▶ Task objective
The entries below are to be transcribed in full, without their images.
= = =
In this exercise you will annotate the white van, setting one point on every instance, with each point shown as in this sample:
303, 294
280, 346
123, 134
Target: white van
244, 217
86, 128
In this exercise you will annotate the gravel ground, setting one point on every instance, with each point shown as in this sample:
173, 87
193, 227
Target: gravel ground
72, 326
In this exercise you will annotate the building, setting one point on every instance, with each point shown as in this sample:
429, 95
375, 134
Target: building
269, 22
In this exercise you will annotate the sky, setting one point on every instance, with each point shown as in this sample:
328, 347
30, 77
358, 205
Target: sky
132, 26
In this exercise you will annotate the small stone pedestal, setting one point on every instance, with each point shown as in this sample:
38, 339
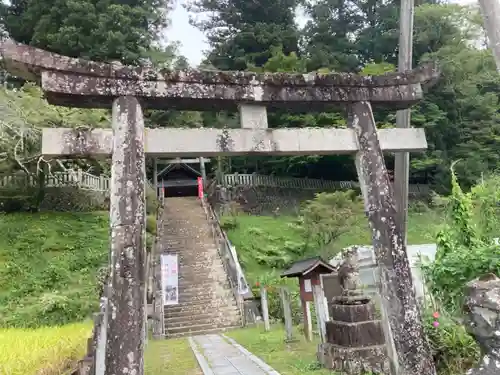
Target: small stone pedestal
355, 342
482, 305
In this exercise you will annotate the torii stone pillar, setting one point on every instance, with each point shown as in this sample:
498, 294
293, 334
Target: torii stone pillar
79, 83
127, 282
396, 285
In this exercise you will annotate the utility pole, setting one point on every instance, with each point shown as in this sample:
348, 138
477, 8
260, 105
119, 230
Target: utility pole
402, 159
490, 9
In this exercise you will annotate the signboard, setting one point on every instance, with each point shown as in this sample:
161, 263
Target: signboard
200, 187
307, 285
170, 279
243, 287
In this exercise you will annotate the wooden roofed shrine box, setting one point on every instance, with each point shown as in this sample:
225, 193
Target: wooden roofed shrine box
309, 272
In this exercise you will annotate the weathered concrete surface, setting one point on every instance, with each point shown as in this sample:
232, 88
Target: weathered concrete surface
396, 286
211, 142
65, 80
482, 306
127, 281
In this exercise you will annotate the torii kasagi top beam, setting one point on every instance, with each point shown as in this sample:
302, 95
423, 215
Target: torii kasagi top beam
76, 82
81, 83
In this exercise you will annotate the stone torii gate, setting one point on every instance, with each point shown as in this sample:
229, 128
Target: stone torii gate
128, 90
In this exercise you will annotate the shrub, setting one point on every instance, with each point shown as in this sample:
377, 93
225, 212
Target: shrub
327, 217
273, 282
453, 349
464, 252
47, 351
49, 268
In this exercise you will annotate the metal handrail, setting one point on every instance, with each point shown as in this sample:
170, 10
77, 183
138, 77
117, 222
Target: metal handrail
225, 250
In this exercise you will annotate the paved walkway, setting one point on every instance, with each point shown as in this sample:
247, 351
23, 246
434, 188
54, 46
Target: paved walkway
221, 355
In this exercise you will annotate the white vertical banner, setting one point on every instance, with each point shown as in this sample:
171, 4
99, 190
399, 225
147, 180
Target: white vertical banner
170, 279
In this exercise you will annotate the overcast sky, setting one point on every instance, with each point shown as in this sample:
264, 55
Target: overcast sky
193, 43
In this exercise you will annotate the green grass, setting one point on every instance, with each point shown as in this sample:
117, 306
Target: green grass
48, 267
42, 351
166, 357
296, 358
256, 236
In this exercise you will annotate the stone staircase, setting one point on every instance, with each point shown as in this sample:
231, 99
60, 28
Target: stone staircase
206, 301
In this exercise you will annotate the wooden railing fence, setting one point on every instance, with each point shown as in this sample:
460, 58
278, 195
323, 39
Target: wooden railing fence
302, 183
70, 177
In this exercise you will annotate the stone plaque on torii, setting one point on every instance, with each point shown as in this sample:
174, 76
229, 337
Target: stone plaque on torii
128, 90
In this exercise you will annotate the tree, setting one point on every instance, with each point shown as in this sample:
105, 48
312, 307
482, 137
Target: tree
= = =
▶ Expected answer
In this exercise you will annotate the white van, setting one point on every instance, with each point shown as in this sample:
303, 294
280, 346
123, 134
Target: white van
244, 217
86, 128
In this exercise you will annotate the gravel ground, setting one point on every instance, with each point shown as in this sample:
173, 87
193, 227
Target: gravel ground
72, 326
In this exercise you will annotate the building, setting one point on every instance, with each point shown as in this sample:
429, 95
375, 134
Target: building
269, 22
In this exercise you will annotate the sky, setting one point on every instance, with each point shown as in this sample:
328, 347
30, 77
358, 205
Target: sky
132, 26
In this exercise you will annotate the small stone pedestal, setting one point on every instance, with each point shown as in this sample:
38, 339
Target: small stone pedestal
355, 342
482, 305
In this exercise you will annotate the torii stone pillar, setting one point on every instance, with each point shown as in this sample:
498, 294
293, 334
Target: torii stone pillar
79, 83
127, 282
396, 285
In this exercise you will annotate the utility pole, setting one point on every instance, with each point shown as in this sample:
348, 138
477, 8
260, 105
119, 230
Target: utility pole
402, 159
490, 9
In this exercise you will annotate the signboard, setting one point on every instance, with each point shown as in this sample:
161, 263
Target: signboard
200, 187
307, 285
170, 279
243, 287
In this exercise you will annotate the wooden roofed shrine box, setting one point on every instance, with each point shown as in this sample:
225, 193
Target: wooden roofed shrine box
309, 272
In this exercise you will annotate the weathered concrete surface, setting one point on every instance, with each point shown as in this sample:
232, 88
Target: weathered concrete surface
396, 286
211, 142
65, 80
482, 306
127, 281
In this exercise you will annotate the torii kasagi top beam, setting one point on every instance, with each point shown as in this sample:
302, 95
423, 215
Target: torii kasagi top beam
76, 82
81, 83
In this exercise you will annotate the stone torii gate, setting one point on every instance, with each point shown as in this sample:
229, 128
Target: stone torii gate
128, 90
In this exercise you will annotate the shrub, setting one point on every instance, with each point shown as in this sample:
377, 93
225, 212
Target: shrub
327, 217
273, 282
453, 349
464, 252
47, 351
49, 268
In this exercise you will annotate the metal handrail, setting one point on every instance, with each point shown as in this sample:
170, 10
77, 183
138, 77
117, 222
Target: metal handrail
225, 250
In this exercise you will annotate the paved walkway, setting one point on every instance, with each point shown as in this sample:
247, 351
23, 246
434, 188
54, 46
Target: paved walkway
221, 355
In this exercise you will annotate the white vertical banner, setting one point on every instance, with each point shown as in this sample:
171, 4
99, 190
399, 225
147, 180
Target: white vertical banner
170, 279
In this exercise you will annotate the overcast sky, setting one point on every instance, with each point shown as in this sample:
264, 55
Target: overcast sky
193, 43
In this exercise you will annotate the green grass, setting one point on every instance, with each point shown as in this sample:
117, 306
Target: green grass
48, 267
42, 351
166, 357
296, 358
256, 236
In this exercise you will annotate the stone staircase, setting one point on every instance, with each point shown as in this sample:
231, 99
60, 28
Target: stone staircase
206, 301
In this exercise you will annotate the wooden railing fence, setting one point on every instance, with each point shown as in this sample:
460, 58
278, 195
323, 39
Target: wooden railing fence
302, 183
70, 177
In this exercise you will annotate the stone plaque on torii, setting one point on every instance, with each point shown as in this sample:
174, 76
229, 337
Target: stone plaque on torii
128, 90
In this exercise you will annotate the tree, setting one point on every instance, with each point shown as in this sample:
105, 48
312, 307
482, 137
Target: tree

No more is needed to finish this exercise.